▶ [Goal]:
Rewrite the data below, replacing every "Target" with "Label" and changing nothing else. Omit the pictures from your output.
········
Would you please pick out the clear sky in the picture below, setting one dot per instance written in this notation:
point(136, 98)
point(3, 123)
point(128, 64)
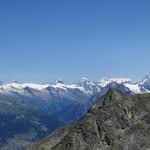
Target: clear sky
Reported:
point(43, 40)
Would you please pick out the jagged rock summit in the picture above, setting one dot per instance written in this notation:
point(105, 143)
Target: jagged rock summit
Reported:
point(115, 122)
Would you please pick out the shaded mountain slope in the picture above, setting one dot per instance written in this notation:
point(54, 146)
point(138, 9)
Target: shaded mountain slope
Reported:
point(115, 122)
point(20, 126)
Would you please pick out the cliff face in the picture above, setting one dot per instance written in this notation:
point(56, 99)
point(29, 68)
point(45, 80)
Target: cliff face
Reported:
point(115, 122)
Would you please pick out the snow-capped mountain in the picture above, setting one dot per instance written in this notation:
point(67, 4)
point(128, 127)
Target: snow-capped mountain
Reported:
point(58, 95)
point(60, 103)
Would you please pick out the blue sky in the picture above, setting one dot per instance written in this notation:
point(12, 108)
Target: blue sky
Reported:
point(43, 40)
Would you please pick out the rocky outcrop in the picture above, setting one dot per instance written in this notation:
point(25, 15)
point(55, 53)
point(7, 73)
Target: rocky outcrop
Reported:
point(115, 122)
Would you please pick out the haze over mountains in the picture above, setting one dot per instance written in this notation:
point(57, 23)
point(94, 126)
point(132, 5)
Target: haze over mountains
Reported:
point(53, 105)
point(115, 122)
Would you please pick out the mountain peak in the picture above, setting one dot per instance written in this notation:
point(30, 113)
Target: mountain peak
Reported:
point(59, 81)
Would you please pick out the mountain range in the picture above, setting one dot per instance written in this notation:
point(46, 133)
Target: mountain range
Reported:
point(115, 122)
point(58, 102)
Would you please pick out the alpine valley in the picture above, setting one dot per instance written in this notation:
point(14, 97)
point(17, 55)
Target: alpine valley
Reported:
point(29, 111)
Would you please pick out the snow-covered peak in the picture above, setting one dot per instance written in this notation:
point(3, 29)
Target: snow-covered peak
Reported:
point(106, 81)
point(145, 82)
point(59, 81)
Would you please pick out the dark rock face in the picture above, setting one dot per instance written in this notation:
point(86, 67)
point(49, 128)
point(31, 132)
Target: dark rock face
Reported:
point(115, 122)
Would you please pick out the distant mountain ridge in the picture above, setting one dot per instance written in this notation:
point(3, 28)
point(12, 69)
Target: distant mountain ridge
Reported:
point(57, 96)
point(115, 122)
point(58, 101)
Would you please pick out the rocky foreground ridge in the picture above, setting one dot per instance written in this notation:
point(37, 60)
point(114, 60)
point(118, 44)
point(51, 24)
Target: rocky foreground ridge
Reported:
point(115, 122)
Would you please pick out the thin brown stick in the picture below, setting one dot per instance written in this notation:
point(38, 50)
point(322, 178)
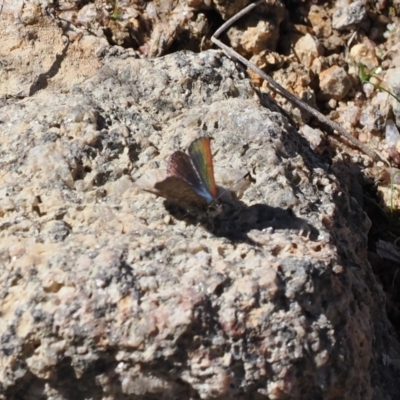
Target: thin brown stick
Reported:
point(282, 91)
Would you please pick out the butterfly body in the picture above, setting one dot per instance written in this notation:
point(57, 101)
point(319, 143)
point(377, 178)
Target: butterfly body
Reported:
point(190, 178)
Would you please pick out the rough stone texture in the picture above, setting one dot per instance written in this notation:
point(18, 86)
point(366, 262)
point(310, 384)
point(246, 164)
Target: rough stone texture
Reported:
point(108, 294)
point(349, 16)
point(334, 83)
point(392, 81)
point(308, 48)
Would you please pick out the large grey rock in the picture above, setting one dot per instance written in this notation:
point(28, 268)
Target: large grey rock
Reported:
point(108, 294)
········
▶ [Exercise solution]:
Would you please pick out the clear sky in the picture below, setting one dot per instance written in this notation:
point(136, 98)
point(3, 123)
point(128, 64)
Label: clear sky
Reported:
point(43, 40)
Would you please pick out the jagged rock summit in the picture above, setting one dot per instance written in this notation:
point(105, 143)
Label: jagged rock summit
Reported:
point(115, 122)
Would you please pick out the shaded mountain slope in the picture above, setting one dot per instance written in this notation:
point(54, 146)
point(138, 9)
Label: shaded mountain slope
Reported:
point(115, 122)
point(20, 126)
Would you please pick out the cliff face in the picture above, setting one dot per instance written in this notation:
point(56, 99)
point(29, 68)
point(45, 80)
Label: cliff face
Reported:
point(115, 122)
Would you please pick out the snow-capped mountain in the picture above, setting one dot per instance written in this notation:
point(67, 4)
point(128, 127)
Label: snow-capped mountain
Reported:
point(58, 95)
point(60, 103)
Would you please pick out the blue sky in the picture above, setting one dot per instance written in this notation:
point(12, 108)
Label: blue sky
Reported:
point(43, 40)
Would you please pick out the rocky outcrop in the picture above, setting one dot per instance written in this notation:
point(25, 15)
point(55, 53)
point(7, 73)
Label: rocky outcrop
Reported:
point(115, 122)
Would you please pick out the haze over mountains in the picture above, setting one dot per instance written in this notation:
point(57, 23)
point(94, 126)
point(132, 5)
Label: haze over mountains
Reported:
point(53, 105)
point(115, 122)
Would you please pick out the mountain peak in the picture above, setting one dot per instance written in this notation:
point(30, 113)
Label: mountain peak
Reported:
point(59, 81)
Would you please pick out the mountain range in the picture above, setting one dot per instance written in this notation:
point(46, 133)
Label: mountain range
Reported:
point(115, 122)
point(58, 102)
Would you please pick out the alpine valley in the picture above, setting one dot per instance written in this notation:
point(14, 97)
point(17, 55)
Label: alpine valley
Reported:
point(29, 111)
Would you please pick out the snow-covered peak in the picture above, setting one dot per instance written in this notation:
point(3, 29)
Label: snow-covered peak
Reported:
point(106, 81)
point(145, 82)
point(59, 81)
Would you please pick out the dark rock face in the picture above, setting one dot per instance written in this notation:
point(86, 67)
point(49, 128)
point(31, 132)
Label: dark rock face
Reported:
point(115, 122)
Would you please pick out the distant mountain ridge in the picture above, setting one dot per instance written in this notation:
point(3, 28)
point(12, 69)
Label: distant mountain ridge
Reported:
point(57, 96)
point(115, 122)
point(58, 101)
Would you please pick out the rocky foreground ridge in the picture above, setting one dot per instance written in this notation:
point(37, 60)
point(114, 60)
point(118, 44)
point(51, 24)
Label: rocky foreground ridge
Reported:
point(115, 122)
Would you please pick out the thin brown stick in the picture below, setting one dot per instance written in this notation:
point(38, 50)
point(322, 178)
Label: thin brown stick
Reported:
point(282, 91)
Would you please pick out the butterfly body in the picture above, setting one dot per instance written in this notation:
point(57, 101)
point(319, 143)
point(377, 178)
Label: butterfly body
Reported:
point(190, 178)
Would you please pick out the rough stone texture in the picture above, setting one dot per instance written in this notation:
point(18, 86)
point(366, 262)
point(310, 384)
point(246, 164)
Label: rough stone texture
Reported:
point(108, 294)
point(349, 16)
point(334, 83)
point(392, 81)
point(308, 48)
Would you please pick out the large grey rock in the picture above, setting one dot per instance written in this notation:
point(28, 268)
Label: large grey rock
Reported:
point(108, 294)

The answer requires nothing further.